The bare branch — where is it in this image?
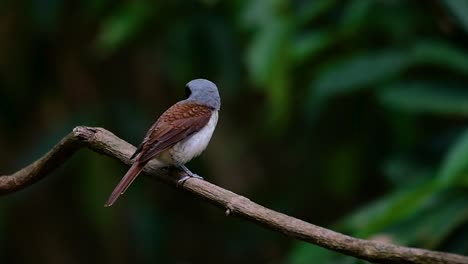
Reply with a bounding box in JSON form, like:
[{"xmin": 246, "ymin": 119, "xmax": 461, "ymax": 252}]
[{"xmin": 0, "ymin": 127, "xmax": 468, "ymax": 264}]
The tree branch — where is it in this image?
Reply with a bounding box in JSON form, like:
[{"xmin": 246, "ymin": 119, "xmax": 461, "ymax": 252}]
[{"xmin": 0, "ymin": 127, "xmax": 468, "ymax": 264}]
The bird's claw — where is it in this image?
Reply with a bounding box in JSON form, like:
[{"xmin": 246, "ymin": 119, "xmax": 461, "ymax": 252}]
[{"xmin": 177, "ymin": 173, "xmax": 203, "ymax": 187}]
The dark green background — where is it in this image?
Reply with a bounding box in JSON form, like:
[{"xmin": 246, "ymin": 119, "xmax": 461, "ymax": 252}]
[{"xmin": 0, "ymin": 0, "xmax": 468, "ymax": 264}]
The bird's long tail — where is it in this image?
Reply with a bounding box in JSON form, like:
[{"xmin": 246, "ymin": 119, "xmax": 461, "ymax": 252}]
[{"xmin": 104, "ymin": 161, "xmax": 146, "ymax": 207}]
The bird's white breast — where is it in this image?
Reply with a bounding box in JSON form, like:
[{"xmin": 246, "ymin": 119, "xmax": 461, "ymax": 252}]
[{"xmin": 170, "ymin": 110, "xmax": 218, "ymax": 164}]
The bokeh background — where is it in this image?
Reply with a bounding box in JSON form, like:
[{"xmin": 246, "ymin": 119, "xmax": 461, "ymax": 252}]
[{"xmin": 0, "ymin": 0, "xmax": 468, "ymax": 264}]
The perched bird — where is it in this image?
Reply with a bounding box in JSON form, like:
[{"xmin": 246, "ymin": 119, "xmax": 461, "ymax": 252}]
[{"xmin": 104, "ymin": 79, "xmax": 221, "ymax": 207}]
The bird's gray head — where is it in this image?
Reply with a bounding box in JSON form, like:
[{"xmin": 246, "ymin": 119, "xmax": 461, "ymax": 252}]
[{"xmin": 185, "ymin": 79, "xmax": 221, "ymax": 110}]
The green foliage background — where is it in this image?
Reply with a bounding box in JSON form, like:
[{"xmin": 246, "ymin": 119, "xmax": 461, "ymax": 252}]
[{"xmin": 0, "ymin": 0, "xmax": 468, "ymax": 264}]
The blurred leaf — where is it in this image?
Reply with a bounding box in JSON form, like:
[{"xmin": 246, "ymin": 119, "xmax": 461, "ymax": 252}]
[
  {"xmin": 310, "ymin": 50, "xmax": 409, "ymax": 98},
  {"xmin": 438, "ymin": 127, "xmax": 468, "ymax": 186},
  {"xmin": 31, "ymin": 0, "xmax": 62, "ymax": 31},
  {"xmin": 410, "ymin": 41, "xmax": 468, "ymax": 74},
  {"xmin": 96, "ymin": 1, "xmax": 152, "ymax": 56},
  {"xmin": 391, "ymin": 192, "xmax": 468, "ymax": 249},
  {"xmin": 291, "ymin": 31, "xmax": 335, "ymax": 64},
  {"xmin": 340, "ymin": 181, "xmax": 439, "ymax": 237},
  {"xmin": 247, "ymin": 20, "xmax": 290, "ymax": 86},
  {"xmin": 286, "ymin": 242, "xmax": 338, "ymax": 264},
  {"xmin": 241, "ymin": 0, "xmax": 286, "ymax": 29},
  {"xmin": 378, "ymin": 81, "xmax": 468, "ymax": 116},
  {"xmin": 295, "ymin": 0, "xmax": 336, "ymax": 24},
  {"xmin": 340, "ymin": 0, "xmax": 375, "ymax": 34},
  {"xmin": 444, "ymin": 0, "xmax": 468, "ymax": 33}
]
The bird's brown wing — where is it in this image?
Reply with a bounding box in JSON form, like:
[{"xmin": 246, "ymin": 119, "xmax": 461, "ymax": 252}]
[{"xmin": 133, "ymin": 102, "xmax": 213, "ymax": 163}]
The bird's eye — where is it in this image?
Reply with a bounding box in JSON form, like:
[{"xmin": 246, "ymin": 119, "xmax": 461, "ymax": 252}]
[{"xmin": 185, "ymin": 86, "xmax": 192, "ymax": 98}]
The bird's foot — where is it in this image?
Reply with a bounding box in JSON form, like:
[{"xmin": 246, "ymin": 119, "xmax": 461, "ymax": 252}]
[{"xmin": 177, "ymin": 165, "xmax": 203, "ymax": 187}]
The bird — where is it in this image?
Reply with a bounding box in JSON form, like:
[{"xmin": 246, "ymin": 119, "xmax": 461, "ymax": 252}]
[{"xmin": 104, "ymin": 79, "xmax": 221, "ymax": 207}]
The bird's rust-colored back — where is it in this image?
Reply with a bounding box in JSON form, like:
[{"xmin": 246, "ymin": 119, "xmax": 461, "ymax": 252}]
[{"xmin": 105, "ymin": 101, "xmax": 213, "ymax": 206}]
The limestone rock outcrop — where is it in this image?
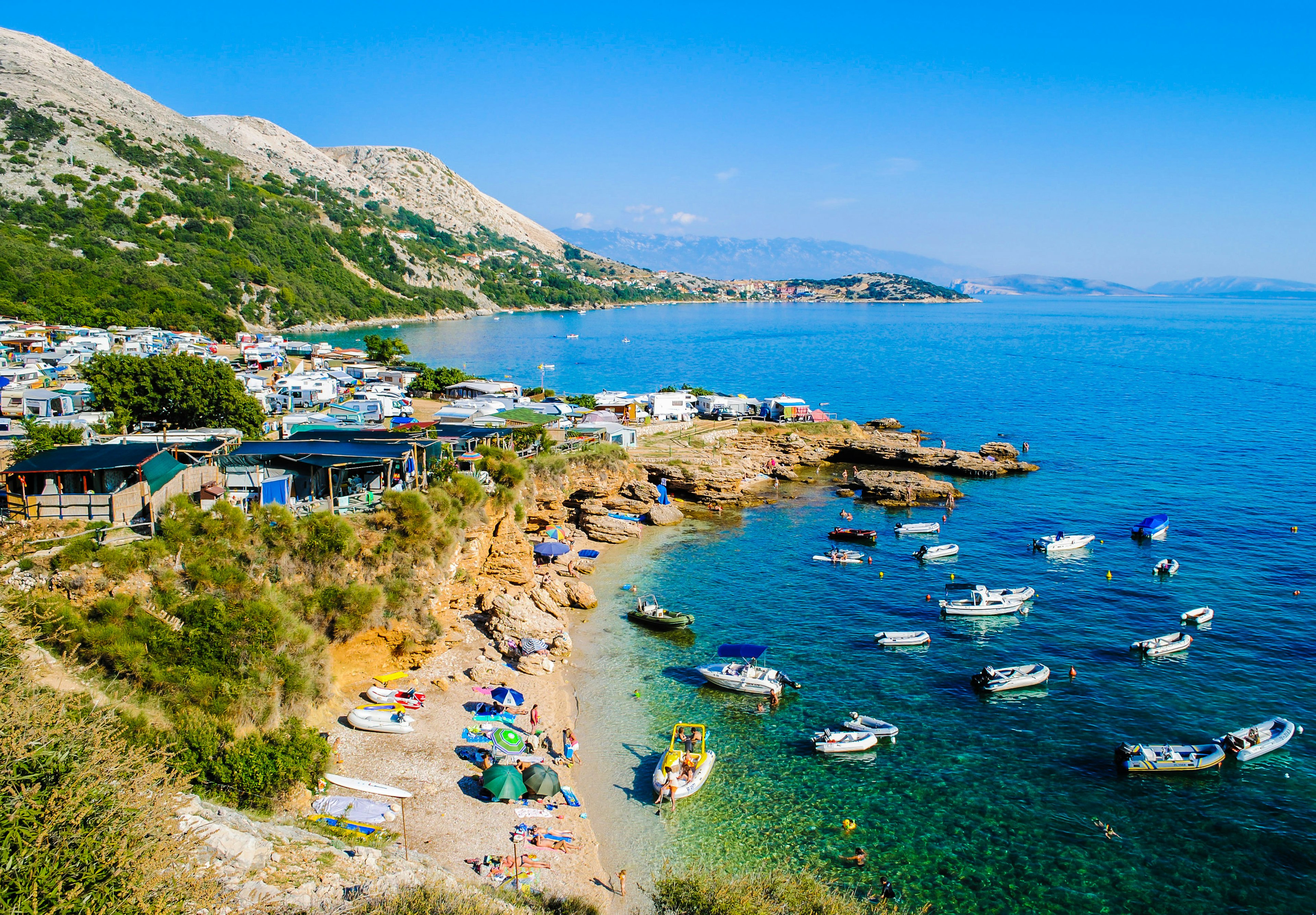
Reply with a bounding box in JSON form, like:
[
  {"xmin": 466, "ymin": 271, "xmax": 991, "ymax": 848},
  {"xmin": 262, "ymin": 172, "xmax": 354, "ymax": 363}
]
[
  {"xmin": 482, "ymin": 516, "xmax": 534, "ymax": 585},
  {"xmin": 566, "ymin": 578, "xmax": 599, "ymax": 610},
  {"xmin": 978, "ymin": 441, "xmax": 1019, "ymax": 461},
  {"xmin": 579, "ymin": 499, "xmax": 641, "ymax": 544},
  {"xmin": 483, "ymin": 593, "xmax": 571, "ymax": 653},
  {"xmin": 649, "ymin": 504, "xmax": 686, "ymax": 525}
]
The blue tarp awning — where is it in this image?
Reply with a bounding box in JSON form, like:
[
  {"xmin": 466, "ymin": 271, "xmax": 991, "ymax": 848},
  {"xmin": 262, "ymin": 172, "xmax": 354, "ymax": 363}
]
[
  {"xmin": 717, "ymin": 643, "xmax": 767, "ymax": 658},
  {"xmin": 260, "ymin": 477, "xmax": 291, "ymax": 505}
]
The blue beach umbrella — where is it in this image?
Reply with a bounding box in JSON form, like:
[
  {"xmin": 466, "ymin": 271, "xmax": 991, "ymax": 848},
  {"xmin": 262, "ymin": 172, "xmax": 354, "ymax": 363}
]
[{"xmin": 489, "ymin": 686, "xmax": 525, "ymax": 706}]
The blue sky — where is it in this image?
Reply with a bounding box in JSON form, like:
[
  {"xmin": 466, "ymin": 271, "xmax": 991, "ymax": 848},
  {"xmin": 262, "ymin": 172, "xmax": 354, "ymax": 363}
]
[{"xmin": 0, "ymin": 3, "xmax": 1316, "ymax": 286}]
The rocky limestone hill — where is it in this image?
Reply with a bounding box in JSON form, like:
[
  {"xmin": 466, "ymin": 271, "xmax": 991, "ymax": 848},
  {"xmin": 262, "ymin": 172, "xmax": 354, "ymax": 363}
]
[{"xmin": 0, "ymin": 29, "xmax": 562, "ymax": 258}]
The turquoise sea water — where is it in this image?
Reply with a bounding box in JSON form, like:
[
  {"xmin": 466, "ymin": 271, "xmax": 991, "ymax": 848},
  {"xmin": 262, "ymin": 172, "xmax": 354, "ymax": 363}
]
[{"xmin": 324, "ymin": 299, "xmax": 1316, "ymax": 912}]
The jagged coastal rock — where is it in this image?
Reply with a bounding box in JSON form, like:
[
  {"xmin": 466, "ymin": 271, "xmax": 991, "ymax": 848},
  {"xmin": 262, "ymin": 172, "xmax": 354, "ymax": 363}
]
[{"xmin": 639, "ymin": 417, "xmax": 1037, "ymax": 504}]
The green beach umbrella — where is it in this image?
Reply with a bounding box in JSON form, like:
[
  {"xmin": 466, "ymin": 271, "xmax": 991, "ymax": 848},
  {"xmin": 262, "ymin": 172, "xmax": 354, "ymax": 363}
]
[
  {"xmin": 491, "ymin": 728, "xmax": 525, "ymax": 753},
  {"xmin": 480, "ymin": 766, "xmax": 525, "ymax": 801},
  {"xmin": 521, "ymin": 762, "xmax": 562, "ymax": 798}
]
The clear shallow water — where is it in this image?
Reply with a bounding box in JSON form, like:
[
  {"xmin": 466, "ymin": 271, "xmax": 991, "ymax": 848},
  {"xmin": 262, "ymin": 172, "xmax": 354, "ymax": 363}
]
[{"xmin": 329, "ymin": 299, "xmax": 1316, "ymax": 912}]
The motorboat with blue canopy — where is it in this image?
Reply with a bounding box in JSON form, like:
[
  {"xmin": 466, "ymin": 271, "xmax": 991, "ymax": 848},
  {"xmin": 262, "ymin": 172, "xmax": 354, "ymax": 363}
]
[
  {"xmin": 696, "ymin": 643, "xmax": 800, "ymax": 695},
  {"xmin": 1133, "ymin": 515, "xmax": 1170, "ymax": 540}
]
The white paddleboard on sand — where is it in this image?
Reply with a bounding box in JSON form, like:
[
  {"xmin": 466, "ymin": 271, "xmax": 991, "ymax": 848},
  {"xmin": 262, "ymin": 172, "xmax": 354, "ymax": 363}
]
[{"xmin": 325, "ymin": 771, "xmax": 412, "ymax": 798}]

* * *

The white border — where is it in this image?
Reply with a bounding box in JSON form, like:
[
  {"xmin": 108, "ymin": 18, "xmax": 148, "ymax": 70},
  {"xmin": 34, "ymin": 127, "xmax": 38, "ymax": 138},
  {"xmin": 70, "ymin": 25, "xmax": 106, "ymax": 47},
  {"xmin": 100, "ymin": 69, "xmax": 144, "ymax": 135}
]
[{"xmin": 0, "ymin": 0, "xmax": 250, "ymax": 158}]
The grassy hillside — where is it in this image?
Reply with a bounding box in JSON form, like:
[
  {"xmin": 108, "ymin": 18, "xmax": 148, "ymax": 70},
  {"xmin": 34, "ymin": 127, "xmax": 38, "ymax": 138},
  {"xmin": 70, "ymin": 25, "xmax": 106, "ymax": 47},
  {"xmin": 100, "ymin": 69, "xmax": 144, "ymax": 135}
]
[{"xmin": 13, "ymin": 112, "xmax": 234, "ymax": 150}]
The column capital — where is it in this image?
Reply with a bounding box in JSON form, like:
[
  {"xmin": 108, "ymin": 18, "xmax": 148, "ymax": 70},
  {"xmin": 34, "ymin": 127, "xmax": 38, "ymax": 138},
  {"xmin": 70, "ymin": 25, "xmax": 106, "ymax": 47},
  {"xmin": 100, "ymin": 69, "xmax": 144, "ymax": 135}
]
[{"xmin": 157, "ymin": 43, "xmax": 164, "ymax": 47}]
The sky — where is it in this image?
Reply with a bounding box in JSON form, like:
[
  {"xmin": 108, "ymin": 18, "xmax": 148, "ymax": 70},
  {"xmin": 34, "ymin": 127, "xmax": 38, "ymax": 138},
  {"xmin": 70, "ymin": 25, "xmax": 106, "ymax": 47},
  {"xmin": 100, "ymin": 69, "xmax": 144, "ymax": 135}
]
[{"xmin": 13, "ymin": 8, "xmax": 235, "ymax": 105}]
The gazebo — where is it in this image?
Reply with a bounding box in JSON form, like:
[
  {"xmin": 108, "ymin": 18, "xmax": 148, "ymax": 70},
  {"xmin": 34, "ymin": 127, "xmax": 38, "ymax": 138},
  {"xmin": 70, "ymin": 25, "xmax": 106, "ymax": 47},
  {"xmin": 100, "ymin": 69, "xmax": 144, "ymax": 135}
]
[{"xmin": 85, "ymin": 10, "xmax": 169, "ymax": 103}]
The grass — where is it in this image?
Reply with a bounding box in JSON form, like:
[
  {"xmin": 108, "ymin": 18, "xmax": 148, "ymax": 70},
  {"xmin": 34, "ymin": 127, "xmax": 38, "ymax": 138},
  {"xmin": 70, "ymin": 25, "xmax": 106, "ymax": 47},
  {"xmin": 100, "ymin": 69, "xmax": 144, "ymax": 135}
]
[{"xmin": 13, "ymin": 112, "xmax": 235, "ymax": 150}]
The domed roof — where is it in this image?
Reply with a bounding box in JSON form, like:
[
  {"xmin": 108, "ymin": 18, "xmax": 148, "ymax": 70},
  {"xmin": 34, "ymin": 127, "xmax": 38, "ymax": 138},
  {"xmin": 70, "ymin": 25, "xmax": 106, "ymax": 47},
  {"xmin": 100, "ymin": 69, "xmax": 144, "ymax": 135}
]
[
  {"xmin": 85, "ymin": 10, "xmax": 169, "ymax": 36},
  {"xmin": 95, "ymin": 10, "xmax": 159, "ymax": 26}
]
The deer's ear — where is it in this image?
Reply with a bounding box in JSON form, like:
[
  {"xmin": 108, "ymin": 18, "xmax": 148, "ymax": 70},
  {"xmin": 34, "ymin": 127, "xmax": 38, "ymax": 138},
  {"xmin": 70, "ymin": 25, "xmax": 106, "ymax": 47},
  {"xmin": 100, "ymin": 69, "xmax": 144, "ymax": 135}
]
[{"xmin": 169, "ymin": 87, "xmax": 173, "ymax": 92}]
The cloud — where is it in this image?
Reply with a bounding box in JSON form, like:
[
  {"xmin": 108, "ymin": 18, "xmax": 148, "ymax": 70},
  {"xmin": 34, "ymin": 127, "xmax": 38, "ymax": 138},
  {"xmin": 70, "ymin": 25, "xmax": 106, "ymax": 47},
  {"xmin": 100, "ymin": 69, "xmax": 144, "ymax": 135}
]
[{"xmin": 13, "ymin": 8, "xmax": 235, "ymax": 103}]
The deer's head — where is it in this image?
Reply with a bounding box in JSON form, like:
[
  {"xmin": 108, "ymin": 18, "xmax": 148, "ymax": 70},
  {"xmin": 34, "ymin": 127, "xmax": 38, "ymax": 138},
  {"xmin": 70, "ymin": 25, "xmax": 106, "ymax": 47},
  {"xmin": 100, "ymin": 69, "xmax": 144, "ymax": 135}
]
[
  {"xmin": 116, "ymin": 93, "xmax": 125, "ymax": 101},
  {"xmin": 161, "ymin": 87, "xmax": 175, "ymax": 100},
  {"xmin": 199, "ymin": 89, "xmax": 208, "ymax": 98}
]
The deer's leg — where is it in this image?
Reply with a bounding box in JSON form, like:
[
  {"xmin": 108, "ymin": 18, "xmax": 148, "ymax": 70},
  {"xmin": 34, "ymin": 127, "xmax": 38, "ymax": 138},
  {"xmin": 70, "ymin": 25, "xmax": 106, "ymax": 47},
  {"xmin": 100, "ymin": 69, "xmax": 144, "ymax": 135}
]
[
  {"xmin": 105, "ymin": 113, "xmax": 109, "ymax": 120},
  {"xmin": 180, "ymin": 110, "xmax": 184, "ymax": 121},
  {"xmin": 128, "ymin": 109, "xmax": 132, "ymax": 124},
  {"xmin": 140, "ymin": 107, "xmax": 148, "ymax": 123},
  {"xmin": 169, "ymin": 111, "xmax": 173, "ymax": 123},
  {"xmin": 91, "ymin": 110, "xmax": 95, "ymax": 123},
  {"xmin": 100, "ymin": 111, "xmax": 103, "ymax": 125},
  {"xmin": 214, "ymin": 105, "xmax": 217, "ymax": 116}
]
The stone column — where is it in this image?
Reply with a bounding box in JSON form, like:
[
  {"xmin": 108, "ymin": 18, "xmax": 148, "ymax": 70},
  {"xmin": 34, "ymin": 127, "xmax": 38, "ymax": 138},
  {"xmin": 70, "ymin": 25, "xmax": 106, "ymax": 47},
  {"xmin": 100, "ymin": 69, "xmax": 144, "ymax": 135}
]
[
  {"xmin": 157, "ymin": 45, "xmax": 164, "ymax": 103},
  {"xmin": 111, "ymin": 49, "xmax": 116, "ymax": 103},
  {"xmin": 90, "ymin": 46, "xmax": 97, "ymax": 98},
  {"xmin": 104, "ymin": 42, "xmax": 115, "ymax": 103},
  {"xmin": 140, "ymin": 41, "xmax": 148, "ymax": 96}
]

__WHAT TO DO__: Select every line in the records that contains the word "beach", and copy each one in full.

__CORRECT OUTPUT__:
The blue beach umbrella — where is it in this image?
The green beach umbrella — where is it in this image?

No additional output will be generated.